— Begin —

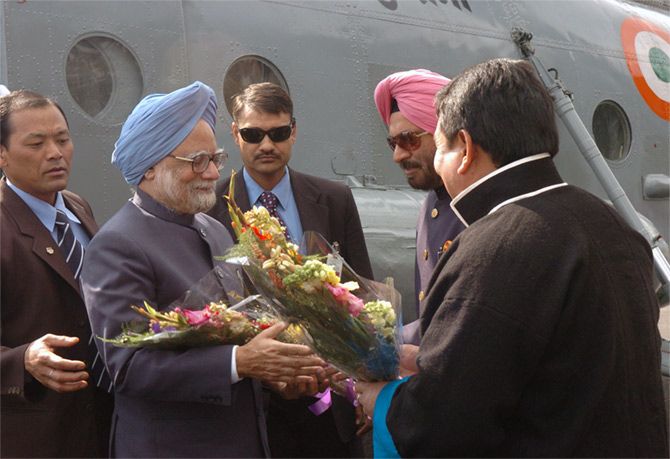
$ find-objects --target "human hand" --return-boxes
[400,344,419,378]
[235,323,325,384]
[23,333,88,392]
[356,381,386,417]
[270,381,321,400]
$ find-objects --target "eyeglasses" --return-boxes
[169,148,228,174]
[240,119,295,143]
[386,131,430,151]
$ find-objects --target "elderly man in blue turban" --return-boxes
[81,82,323,457]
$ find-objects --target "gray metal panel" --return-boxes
[352,187,426,323]
[0,2,6,86]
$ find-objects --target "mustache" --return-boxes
[189,180,216,191]
[254,151,279,159]
[400,159,421,169]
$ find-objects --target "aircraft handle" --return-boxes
[512,28,670,285]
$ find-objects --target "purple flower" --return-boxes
[181,309,211,326]
[326,283,365,317]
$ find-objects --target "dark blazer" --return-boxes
[208,169,372,279]
[81,190,268,457]
[209,169,372,457]
[0,180,111,457]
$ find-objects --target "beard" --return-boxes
[156,167,216,215]
[399,160,442,191]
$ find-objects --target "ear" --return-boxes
[230,121,240,145]
[456,129,477,175]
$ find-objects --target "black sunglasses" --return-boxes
[240,118,295,143]
[168,148,228,174]
[386,131,430,151]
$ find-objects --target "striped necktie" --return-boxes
[258,191,291,241]
[56,210,112,392]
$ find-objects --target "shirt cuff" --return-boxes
[230,346,242,384]
[372,376,409,458]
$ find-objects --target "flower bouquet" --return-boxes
[100,265,300,349]
[226,172,400,381]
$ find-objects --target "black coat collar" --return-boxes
[451,153,563,226]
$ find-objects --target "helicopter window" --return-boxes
[593,100,631,161]
[65,36,143,123]
[223,55,289,116]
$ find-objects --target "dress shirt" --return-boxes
[7,179,91,248]
[242,167,303,244]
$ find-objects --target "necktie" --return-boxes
[258,191,291,241]
[56,210,112,392]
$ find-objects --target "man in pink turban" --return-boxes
[375,69,463,345]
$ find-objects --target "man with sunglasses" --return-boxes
[356,59,669,458]
[210,83,372,457]
[82,82,325,457]
[374,69,463,345]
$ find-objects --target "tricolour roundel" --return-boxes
[621,17,670,121]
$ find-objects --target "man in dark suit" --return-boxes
[209,83,372,457]
[82,81,323,457]
[0,91,112,457]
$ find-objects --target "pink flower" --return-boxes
[181,309,210,326]
[326,283,364,317]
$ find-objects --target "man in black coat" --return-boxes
[209,83,372,457]
[0,91,113,457]
[357,59,668,457]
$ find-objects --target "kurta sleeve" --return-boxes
[82,231,233,405]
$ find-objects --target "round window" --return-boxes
[65,37,143,123]
[593,100,631,161]
[223,56,289,116]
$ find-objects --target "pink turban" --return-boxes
[375,69,451,134]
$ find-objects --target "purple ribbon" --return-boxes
[344,378,358,406]
[308,388,333,416]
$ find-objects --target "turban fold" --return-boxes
[112,81,217,185]
[375,69,451,134]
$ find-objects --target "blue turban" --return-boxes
[112,81,217,185]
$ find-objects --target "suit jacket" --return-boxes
[209,169,373,455]
[0,180,111,457]
[81,190,268,457]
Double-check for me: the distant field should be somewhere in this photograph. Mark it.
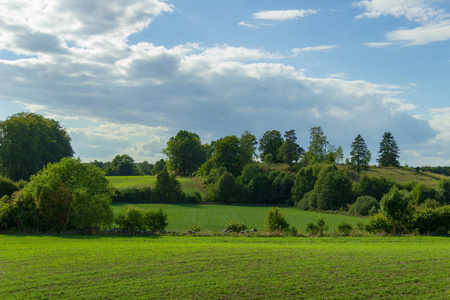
[363,167,448,186]
[106,176,203,195]
[113,204,364,233]
[0,235,450,299]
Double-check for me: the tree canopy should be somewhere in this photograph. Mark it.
[378,132,400,167]
[163,130,206,175]
[0,112,74,180]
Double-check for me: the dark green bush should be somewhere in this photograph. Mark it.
[0,176,19,198]
[410,205,450,234]
[225,222,247,232]
[264,207,289,232]
[115,205,145,230]
[348,196,380,216]
[365,213,392,233]
[338,222,353,235]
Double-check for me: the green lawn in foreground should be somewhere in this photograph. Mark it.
[113,204,364,233]
[0,235,450,299]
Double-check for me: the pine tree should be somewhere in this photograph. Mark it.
[378,132,400,167]
[350,134,372,181]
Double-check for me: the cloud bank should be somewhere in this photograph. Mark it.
[0,0,442,161]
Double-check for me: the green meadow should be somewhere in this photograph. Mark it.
[112,204,364,234]
[0,235,450,299]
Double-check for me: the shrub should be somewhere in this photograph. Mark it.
[338,222,353,235]
[264,207,289,232]
[410,205,450,234]
[144,208,169,231]
[225,222,247,232]
[306,222,319,236]
[348,196,380,216]
[365,213,392,233]
[0,176,19,198]
[115,205,145,230]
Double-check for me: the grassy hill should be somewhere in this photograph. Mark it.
[0,235,450,299]
[106,176,204,195]
[113,204,364,233]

— End —

# Given problem
Edit all of the entries above, replacing each "photograph" with "image" and keeping everything else the same. Leave the pictures out of your answer.

# Complete response
$ find-objects --target "human hand" --return-boxes
[400,344,419,378]
[235,323,325,384]
[23,333,88,392]
[356,381,386,417]
[270,381,321,400]
$ find-objects --target "eyeglasses" --return-boxes
[169,148,228,174]
[240,119,295,143]
[386,131,430,151]
$ find-objects --target "elderly man in blue turban" --return-boxes
[81,82,323,457]
$ find-objects --target "gray metal panel" --return-boxes
[352,187,426,323]
[0,2,6,86]
$ find-objects --target "mustache" --return-boxes
[189,180,216,191]
[254,151,279,159]
[400,159,421,169]
$ find-objects --target "aircraft handle" --return-boxes
[512,28,670,285]
$ find-objects --target "purple flower" --return-boxes
[181,309,211,326]
[326,283,365,317]
$ find-objects --target "dark blazer" --return-boxes
[208,169,372,279]
[81,190,268,457]
[209,169,372,457]
[0,180,111,457]
$ find-objects --target "beard" --return-boxes
[156,167,216,215]
[399,160,442,191]
$ find-objects --target "ear" --return-boxes
[230,121,240,145]
[456,129,477,175]
$ find-objects --target "black sunglasses" --return-boxes
[240,118,295,143]
[168,148,228,174]
[386,131,430,151]
$ find-objects --target "striped necktie" --return-boxes
[258,191,291,241]
[56,210,112,392]
$ find-objects --target "shirt cuff" --return-boxes
[230,346,242,384]
[372,376,409,458]
$ find-objects --target "flower bouquet" --return-boxes
[100,265,300,349]
[226,172,400,381]
$ find-objects --target "black coat collar" --return-boxes
[451,153,563,226]
$ find-objects --target "helicopter window" --return-boxes
[593,100,631,161]
[65,36,143,123]
[223,55,289,116]
$ find-objects --target "dress shirt" --return-boxes
[7,179,91,248]
[242,167,303,244]
$ find-objects --target "necktie" --return-boxes
[258,191,291,241]
[56,210,112,392]
$ find-objects --target "man in pink turban" --return-boxes
[375,69,463,345]
$ find-objects --target "man with sunglasses" --return-boxes
[356,59,669,458]
[210,83,372,457]
[82,82,325,457]
[374,69,463,345]
$ find-objects --target "tricolour roundel" --return-boxes
[621,17,670,121]
$ find-objects --target "man in dark suit" --return-boxes
[209,83,372,457]
[82,81,323,457]
[0,91,112,457]
$ find-objects --target "pink flower" --return-boxes
[181,309,210,326]
[326,283,364,317]
$ find-objects --target "man in black coat" --return-boxes
[209,83,372,457]
[0,91,113,457]
[357,59,668,457]
$ find-objects --target "kurta sleeve" --return-boxes
[82,231,233,405]
$ find-objects --target "round window" --return-boxes
[65,37,143,123]
[593,100,631,161]
[223,56,289,116]
$ find-objects --target "pink turban" --return-boxes
[375,69,451,134]
$ find-objects --target "purple ribbon" --return-boxes
[344,378,358,406]
[308,388,333,416]
$ find-objects --target "turban fold" --return-boxes
[112,81,217,185]
[375,69,451,134]
$ find-objects --target "blue turban" --return-boxes
[112,81,217,185]
$ find-objects --target "suit jacket" --return-boxes
[209,169,373,455]
[0,180,111,457]
[81,190,268,457]
Double-check for me: the distant field should be somewhere in this image. Mark it.
[363,167,448,186]
[106,176,203,195]
[113,204,364,233]
[0,235,450,299]
Double-check for me: the tree canopy should be somewhere in this image. Mark it.
[378,132,400,167]
[163,130,206,175]
[0,112,74,180]
Double-check for me: the dark green bush should be somewhere in this image. Mark it.
[0,176,19,198]
[410,205,450,234]
[225,222,247,232]
[264,207,289,232]
[115,205,145,230]
[348,196,380,216]
[365,213,392,233]
[338,222,353,235]
Double-check for me: the green lawn in foreground should be somewhere in this image. Mark it.
[113,204,364,233]
[0,235,450,299]
Double-check for me: the pine tree should be somewhere in this image. Mark it.
[378,132,400,167]
[350,134,372,181]
Double-check for me: the cloud bank should be somewhere in this image. Mark it.
[0,0,442,161]
Double-check for me: the green meadow should be somewhere in this image. Mark it.
[112,204,364,234]
[0,235,450,299]
Double-check for me: the shrub should be somewhere in this image. Mark it.
[338,222,353,235]
[264,207,289,232]
[410,205,450,234]
[144,208,169,231]
[225,222,247,232]
[306,222,319,236]
[348,196,380,216]
[365,213,392,233]
[0,176,19,198]
[115,205,145,230]
Double-check for me: the grassy hill should be somewhere in this image. Mark it.
[0,235,450,299]
[106,176,204,195]
[113,204,364,233]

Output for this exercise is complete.